(GIVEN INSTRUCTION): Reproduce the records from their start through the line containing "690], [294, 839]]", inclusive, replacing "church spire" with "bell tower" and leaving everything else unchanged.

(INPUT FOR THIS TASK):
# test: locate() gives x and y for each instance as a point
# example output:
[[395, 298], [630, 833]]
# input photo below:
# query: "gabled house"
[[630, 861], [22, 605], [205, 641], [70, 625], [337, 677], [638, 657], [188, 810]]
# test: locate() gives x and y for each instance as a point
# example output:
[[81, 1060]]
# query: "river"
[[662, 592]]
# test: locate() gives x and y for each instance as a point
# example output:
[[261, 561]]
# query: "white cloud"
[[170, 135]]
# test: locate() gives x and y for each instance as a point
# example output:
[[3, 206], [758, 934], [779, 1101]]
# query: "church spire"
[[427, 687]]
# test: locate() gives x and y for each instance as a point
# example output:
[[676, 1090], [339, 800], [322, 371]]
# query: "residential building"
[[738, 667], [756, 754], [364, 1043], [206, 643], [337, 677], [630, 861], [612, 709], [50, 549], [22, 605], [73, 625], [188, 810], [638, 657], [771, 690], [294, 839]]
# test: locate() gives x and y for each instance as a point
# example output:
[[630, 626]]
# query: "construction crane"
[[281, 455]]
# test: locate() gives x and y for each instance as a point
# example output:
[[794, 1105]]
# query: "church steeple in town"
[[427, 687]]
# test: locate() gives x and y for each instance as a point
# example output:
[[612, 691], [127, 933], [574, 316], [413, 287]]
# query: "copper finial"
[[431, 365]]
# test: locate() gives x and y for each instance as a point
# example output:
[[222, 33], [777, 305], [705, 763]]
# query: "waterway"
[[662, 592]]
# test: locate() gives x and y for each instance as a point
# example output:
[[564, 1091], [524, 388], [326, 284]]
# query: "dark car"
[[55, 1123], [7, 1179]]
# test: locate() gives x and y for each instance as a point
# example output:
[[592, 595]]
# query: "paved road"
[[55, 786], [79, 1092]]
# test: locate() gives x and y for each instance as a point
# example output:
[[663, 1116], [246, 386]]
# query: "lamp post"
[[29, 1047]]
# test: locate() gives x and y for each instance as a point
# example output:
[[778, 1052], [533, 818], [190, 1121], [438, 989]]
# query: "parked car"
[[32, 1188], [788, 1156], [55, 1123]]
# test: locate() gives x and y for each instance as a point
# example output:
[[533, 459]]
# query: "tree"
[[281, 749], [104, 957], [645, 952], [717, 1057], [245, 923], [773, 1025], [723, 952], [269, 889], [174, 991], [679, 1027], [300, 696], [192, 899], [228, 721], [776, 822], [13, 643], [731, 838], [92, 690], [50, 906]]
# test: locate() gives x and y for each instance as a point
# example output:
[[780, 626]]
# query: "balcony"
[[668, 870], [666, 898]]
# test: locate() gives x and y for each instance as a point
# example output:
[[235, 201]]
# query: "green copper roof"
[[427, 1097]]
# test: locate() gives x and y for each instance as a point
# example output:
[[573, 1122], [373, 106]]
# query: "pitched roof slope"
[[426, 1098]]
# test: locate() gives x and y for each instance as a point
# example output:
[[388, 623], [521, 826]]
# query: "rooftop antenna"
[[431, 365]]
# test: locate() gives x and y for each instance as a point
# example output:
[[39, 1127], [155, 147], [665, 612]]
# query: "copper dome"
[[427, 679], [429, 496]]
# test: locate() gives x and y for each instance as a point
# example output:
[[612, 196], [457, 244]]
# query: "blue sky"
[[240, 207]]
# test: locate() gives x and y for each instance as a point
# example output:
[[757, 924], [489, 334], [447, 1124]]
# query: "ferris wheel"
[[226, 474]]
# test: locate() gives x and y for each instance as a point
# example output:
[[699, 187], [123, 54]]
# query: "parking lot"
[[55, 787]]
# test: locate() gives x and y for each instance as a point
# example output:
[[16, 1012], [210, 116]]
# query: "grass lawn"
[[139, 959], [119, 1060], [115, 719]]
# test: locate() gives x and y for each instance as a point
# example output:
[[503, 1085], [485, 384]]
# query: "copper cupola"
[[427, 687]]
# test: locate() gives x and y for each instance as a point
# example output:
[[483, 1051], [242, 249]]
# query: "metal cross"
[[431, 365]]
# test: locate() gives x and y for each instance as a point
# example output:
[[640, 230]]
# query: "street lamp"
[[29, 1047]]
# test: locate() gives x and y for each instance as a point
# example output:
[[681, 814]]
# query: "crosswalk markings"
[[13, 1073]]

(WRITTEN ANSWER):
# test: locate() gives x and y for each instance as a point
# example output:
[[395, 298], [630, 833]]
# input photo below:
# query: "gabled house"
[[630, 861], [22, 605], [205, 641], [70, 625], [337, 677], [638, 657], [188, 810]]
# test: locate() gives x and y for each instance as a point
# example output:
[[81, 1060]]
# query: "river"
[[662, 592]]
# test: locate() gives x and y for each instance as a point
# example output:
[[261, 561]]
# query: "white cloud"
[[170, 135]]
# test: locate() gives x and y for each instance as a point
# example output:
[[3, 206], [758, 934], [779, 1101]]
# query: "bell tower"
[[427, 687]]
# test: locate() gives x and y for each instance as a point
# example output:
[[676, 1090], [339, 800], [322, 371]]
# query: "residential building"
[[738, 667], [756, 754], [364, 1043], [206, 643], [337, 677], [630, 861], [612, 709], [50, 549], [22, 605], [73, 625], [188, 810], [638, 657], [771, 690], [294, 839]]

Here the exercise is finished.